Die genannten Zeugen hatten mit dem Tatgeschehen nichts zu tun. Einzige Tatzeugin war die Nebenklägerin. Ihre Darstellung des Geschehens wollten die Angeklagten durch den Beweis der von ihr in Abrede gestellten Bereitschaft zu Gruppensex und Geschlechtsverkehr gegen Entgelt erschüttern. Die Aussagen der zu Unrecht vereidigten Zeugen standen nicht nur im krassen Gegensatz zu denen der Nebenklägerin in diesem Punkt, sie widersprachen sich auch untereinander "in zahlreichen bedeutsamen Einzelheiten grundlegend" und waren teilweise auch mit der Darstellung der Angeklagten unvereinbar. Diese Widersprüche waren nach der Schilderung des Aussageverhaltens der zum Bekanntenkreis der Angeklagten gehörenden Zeugen so offensichtlich, daß sie den Angeklagten und der Verteidigung nicht verborgen geblieben sein konnten und ein etwaiges Vertrauen, nunmehr die Glaubwürdigkeit der Nebenklägerin endgültig erschüttert zu haben und auf weitere Beweisanträge verzichten zu können, jeder Grundlage entbehrte. Hinzu kommt, daß die Strafkammer nach der fehlerhaften Vereidigung der Zeugen die Nebenklägerin abschließend vernahm und sodann die Angeklagten gemäß § 265 StPO darauf hinwies, es könnte "in Tateinheit oder Tatmehrheit mit den bereits angeklagten Taten auch noch ein Vergehen der Förderung der Prostitution und/oder ein Verbrechen der sexuellen Nötigung vorliegen", und sodann während der Schlußvorträge nochmals Hinweise nach § 265 StPO dahin erfolgten, "daß ein Verbrechen der sexuellen Nötigung auch darin begründet sein könnte, in den verschiedenen Versuchen der beiden Angeklagten zum Mundverkehr zu kommen", und ferner "auch ein Vergehen der gefährlichen Körperverletzung in Tateinheit oder Tatmehrheit zu den übrigen bereits angeklagten Delikten vorliegen" könnte, "dadurch, daß sie die Nebenklägerin geohrfeigt haben".

Beschriftungseinträge zu Objektpositionen:
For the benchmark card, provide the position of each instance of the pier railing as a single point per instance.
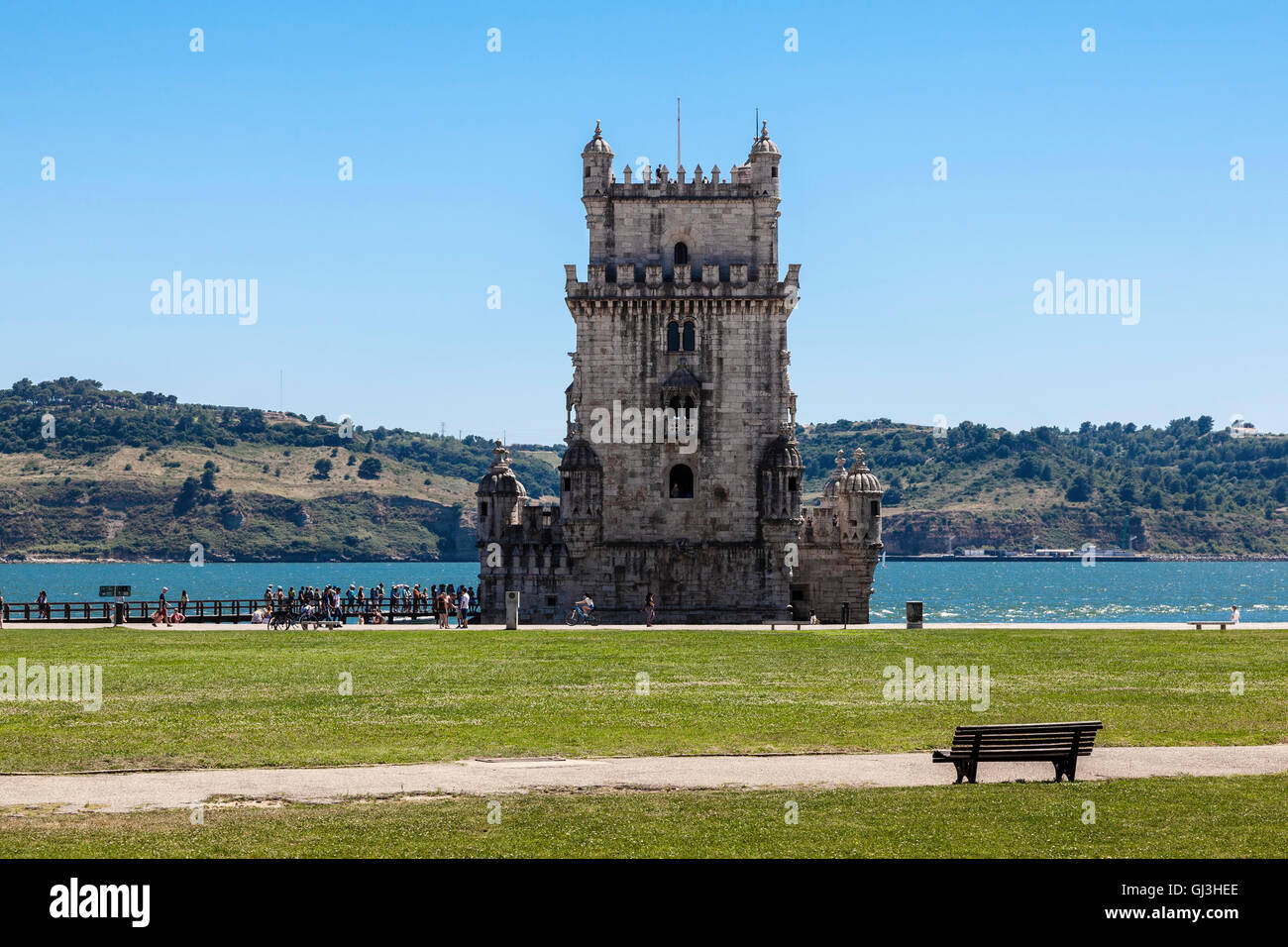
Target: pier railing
(210, 609)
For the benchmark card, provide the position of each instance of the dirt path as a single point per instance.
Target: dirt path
(179, 789)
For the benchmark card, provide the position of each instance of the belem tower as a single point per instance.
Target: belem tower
(682, 475)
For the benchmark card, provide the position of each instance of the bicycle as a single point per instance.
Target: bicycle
(578, 617)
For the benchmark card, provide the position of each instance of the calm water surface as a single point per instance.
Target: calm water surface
(951, 590)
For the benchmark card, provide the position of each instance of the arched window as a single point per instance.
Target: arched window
(682, 482)
(673, 337)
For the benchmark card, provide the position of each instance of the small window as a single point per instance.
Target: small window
(673, 337)
(682, 482)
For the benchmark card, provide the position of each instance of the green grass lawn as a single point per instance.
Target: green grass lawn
(1231, 817)
(223, 698)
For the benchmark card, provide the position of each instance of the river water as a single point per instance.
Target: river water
(951, 590)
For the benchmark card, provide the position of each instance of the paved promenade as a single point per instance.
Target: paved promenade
(781, 626)
(179, 789)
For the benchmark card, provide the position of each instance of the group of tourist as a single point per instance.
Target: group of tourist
(373, 607)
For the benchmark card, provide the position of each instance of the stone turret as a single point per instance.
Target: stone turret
(596, 166)
(764, 163)
(781, 475)
(859, 500)
(581, 496)
(500, 497)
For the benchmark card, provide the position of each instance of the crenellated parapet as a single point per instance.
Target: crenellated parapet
(733, 279)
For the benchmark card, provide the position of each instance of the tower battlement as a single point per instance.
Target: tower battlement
(709, 279)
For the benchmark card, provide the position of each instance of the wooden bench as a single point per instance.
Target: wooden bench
(1060, 744)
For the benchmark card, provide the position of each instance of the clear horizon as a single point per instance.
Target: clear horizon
(917, 295)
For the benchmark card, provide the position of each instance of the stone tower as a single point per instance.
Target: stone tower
(682, 476)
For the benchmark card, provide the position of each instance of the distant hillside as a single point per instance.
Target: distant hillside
(1185, 488)
(130, 475)
(142, 476)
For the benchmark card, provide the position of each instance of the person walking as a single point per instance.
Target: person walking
(161, 608)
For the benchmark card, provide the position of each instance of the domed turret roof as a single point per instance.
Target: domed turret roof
(597, 144)
(580, 457)
(861, 479)
(500, 478)
(763, 146)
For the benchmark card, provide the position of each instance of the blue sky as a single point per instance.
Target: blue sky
(915, 295)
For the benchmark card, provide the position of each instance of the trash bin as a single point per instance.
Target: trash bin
(912, 611)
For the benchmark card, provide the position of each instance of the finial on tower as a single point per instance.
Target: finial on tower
(501, 457)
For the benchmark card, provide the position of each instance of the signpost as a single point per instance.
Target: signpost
(119, 592)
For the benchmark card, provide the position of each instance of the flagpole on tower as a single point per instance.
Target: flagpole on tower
(677, 133)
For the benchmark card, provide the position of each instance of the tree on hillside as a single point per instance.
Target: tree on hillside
(187, 497)
(1080, 491)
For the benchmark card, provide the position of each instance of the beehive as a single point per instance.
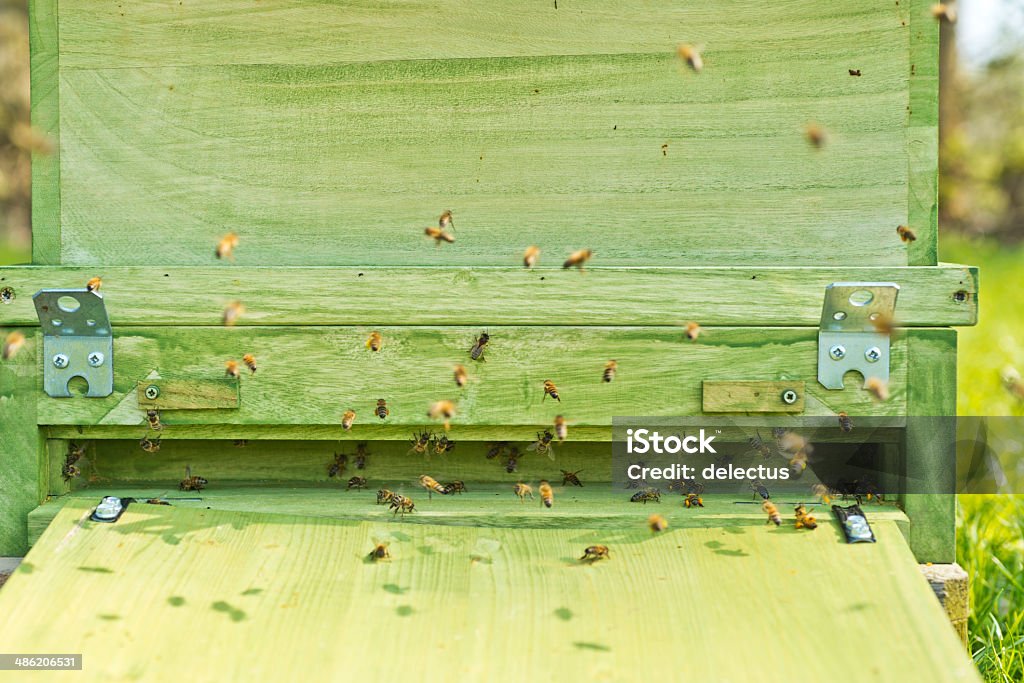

Aufgabe -
Beantworte die folgenden Fragen zum Textauszug.
1. Wer war die einzige Tatzeugin?
2. Welche Bereitschaft der Nebenklägerin wollten die Angeklagten beweisen, um ihre Darstellung zu erschüttern?
3. Wodurch könnte laut dem Hinweis während der Schlußvorträge ein Vergehen der gefährlichen Körperverletzung vorliegen?

Lösung -
1. Die Nebenklägerin.
2. Die von ihr in Abrede gestellte Bereitschaft zu Gruppensex und Geschlechtsverkehr gegen Entgelt.
3. Dadurch, dass die Angeklagten die Nebenklägerin geohrfeigt haben.